What you need to do – Reproduce the entire passage below about annual whitewater canoe trips, word for word.

━━━━━ Supplied passage ━━━━━

As a camper, I also took a couple of Sawbills to the Boundary Waters, but never any hiking trips with those crazy Danes—walking, in general, and especially having to carry a pack, was never my thing. But I loved the canoe trips. They were challenging without being overwhelming. And the experience of being out in the woods, away from it all for days at a time with a group of friends, was pure pleasure. So pleasurable, in fact, that I’ve been taking similar trips on an annual basis with a core group of Nebagamon boys for more than 20 years.
During that time, Jimmy Lewis (63-66, 69-72), Steve Salky (64, 66-69, 71-74), my brother Joe Eppstein (65-66, 69, 71-72), his son Eitan Marder-Eppstein (99-01) and I have taken trips on 18 different whitewater rivers throughout Canada and the U.S. Like the song that Darryl Couts used to sing at the GTC, “I (we’ve) been everywhere, man, we’ve been everywhere”…from the Verde River in Arizona to the Otherside River in Saskatchewan… from the St. Croix River along the Maine/New Brunswick border to the Wallowa and Grande Ronde Rivers in Oregon.

━━━━━ Extracted data ━━━━━

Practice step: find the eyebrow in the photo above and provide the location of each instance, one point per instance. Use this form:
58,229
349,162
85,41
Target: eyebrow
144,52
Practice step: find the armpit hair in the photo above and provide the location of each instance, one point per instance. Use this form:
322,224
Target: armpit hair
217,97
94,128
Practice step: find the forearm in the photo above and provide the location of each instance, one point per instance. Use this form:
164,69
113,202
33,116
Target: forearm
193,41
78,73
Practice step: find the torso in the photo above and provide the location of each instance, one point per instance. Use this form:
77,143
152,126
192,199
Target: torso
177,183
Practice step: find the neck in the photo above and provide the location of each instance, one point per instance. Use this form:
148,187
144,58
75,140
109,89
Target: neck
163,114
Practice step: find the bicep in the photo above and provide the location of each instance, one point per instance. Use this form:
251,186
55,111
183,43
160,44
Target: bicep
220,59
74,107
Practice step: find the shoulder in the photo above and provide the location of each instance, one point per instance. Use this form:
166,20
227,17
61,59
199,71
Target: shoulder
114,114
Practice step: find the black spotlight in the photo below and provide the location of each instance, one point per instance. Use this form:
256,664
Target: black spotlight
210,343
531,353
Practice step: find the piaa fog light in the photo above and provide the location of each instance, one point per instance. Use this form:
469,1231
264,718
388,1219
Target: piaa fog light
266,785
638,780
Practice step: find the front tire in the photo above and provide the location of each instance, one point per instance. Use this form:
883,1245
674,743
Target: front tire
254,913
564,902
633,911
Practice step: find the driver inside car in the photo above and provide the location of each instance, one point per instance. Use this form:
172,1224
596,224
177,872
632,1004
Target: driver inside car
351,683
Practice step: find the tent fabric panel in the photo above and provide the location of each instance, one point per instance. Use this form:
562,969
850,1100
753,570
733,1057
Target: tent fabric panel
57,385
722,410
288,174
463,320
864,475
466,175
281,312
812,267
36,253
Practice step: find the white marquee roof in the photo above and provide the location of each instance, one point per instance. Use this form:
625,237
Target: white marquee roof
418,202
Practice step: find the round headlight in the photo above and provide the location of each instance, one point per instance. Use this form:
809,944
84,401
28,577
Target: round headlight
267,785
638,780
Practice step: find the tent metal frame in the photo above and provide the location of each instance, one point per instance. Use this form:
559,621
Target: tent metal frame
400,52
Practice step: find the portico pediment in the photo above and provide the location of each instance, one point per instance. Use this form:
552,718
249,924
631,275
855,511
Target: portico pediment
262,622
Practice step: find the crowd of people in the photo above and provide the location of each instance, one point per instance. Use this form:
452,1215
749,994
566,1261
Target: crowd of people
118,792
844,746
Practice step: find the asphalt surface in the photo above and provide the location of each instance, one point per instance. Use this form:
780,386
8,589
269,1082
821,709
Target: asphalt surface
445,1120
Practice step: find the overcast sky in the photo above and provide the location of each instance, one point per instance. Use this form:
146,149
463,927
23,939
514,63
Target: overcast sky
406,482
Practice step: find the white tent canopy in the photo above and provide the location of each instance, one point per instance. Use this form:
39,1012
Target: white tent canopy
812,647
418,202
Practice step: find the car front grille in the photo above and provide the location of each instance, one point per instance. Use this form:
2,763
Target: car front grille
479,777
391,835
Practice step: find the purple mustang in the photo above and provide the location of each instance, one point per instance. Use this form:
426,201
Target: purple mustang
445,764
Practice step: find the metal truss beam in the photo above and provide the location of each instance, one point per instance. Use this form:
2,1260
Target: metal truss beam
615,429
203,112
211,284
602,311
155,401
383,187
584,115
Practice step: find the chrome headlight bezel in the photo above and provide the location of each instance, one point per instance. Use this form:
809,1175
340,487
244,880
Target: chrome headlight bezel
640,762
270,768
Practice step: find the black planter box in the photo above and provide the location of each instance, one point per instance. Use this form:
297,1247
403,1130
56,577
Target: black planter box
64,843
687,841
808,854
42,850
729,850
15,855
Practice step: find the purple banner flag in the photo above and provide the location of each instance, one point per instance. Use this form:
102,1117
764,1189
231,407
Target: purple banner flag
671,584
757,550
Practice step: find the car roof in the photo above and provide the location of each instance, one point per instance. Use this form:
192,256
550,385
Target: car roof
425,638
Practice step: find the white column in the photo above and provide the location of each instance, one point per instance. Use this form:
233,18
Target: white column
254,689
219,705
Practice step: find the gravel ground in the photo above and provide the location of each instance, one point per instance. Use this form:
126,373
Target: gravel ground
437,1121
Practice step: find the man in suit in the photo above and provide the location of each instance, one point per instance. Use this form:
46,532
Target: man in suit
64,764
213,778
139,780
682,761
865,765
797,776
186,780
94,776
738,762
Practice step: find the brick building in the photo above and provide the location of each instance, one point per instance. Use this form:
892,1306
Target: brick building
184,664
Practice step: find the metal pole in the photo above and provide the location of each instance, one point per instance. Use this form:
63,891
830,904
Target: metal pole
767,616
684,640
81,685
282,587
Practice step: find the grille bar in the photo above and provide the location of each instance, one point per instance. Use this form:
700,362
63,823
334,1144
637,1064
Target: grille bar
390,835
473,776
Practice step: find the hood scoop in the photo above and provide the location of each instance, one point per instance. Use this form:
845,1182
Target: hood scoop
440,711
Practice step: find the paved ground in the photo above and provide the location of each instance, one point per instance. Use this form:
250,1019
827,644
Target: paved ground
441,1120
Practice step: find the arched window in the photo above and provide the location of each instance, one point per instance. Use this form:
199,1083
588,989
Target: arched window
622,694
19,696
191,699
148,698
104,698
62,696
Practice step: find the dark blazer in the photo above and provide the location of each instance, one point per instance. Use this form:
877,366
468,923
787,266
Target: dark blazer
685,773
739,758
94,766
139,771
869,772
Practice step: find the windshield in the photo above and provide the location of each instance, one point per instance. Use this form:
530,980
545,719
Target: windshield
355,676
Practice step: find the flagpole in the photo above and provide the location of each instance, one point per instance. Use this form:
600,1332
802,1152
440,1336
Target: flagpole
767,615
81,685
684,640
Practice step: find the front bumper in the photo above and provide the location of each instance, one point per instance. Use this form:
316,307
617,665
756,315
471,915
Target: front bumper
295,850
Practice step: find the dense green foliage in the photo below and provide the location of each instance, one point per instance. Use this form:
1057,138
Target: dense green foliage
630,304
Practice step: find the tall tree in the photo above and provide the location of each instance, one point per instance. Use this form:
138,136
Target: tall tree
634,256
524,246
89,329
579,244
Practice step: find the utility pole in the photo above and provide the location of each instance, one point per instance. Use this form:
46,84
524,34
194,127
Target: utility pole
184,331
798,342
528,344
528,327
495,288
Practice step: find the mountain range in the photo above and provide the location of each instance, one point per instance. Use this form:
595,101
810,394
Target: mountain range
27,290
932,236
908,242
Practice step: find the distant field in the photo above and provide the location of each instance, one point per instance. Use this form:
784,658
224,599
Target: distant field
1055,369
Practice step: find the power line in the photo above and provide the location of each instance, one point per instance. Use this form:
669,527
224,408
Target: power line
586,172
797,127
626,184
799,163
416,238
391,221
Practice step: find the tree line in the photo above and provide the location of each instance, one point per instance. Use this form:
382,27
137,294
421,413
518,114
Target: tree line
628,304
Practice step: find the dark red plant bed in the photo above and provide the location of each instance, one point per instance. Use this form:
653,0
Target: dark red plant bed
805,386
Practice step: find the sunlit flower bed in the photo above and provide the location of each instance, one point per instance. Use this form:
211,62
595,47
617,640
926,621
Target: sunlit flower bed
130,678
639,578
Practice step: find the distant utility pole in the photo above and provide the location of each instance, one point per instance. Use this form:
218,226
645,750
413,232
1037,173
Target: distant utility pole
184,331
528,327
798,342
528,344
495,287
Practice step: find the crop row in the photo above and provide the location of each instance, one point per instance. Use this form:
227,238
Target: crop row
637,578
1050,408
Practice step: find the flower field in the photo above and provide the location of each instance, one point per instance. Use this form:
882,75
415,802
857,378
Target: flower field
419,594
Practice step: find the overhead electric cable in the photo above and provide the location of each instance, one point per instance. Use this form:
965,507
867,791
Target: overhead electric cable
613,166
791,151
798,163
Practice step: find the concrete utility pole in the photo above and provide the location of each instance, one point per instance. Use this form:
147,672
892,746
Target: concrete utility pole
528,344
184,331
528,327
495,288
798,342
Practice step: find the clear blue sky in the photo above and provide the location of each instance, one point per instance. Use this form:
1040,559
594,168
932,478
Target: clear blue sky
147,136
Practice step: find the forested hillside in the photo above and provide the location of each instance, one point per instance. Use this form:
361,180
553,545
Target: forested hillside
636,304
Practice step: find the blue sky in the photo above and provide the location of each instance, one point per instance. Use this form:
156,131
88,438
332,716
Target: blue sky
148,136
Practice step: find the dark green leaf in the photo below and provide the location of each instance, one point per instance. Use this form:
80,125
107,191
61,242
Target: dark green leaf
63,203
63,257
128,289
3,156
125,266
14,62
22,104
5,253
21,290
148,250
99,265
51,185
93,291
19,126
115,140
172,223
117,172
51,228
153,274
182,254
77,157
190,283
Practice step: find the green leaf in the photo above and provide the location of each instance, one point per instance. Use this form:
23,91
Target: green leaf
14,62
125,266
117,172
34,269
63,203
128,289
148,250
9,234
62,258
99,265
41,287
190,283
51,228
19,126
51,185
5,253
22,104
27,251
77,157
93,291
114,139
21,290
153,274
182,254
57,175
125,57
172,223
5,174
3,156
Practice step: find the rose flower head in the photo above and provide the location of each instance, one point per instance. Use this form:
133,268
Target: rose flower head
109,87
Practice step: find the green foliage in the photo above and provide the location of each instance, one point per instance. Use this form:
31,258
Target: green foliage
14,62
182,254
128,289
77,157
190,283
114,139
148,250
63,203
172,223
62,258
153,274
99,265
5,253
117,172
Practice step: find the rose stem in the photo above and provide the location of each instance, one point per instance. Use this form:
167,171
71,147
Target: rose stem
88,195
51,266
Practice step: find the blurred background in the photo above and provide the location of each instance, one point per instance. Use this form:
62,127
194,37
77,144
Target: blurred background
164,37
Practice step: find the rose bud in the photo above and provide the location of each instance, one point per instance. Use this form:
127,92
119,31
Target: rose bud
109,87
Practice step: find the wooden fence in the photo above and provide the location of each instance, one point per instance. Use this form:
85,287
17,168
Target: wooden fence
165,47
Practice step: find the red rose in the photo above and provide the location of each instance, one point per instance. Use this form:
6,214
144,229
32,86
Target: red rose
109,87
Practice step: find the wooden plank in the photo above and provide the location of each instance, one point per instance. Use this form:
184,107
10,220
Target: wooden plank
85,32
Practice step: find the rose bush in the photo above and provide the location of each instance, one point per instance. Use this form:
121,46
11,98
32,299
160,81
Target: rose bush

━━━━━

Output –
As a camper, I also took a couple of Sawbills to the Boundary Waters, but never any hiking trips with those crazy Danes—walking, in general, and especially having to carry a pack, was never my thing. But I loved the canoe trips. They were challenging without being overwhelming. And the experience of being out in the woods, away from it all for days at a time with a group of friends, was pure pleasure. So pleasurable, in fact, that I’ve been taking similar trips on an annual basis with a core group of Nebagamon boys for more than 20 years.
During that time, Jimmy Lewis (63-66, 69-72), Steve Salky (64, 66-69, 71-74), my brother Joe Eppstein (65-66, 69, 71-72), his son Eitan Marder-Eppstein (99-01) and I have taken trips on 18 different whitewater rivers throughout Canada and the U.S. Like the song that Darryl Couts used to sing at the GTC, “I (we’ve) been everywhere, man, we’ve been everywhere”…from the Verde River in Arizona to the Otherside River in Saskatchewan… from the St. Croix River along the Maine/New Brunswick border to the Wallowa and Grande Ronde Rivers in Oregon.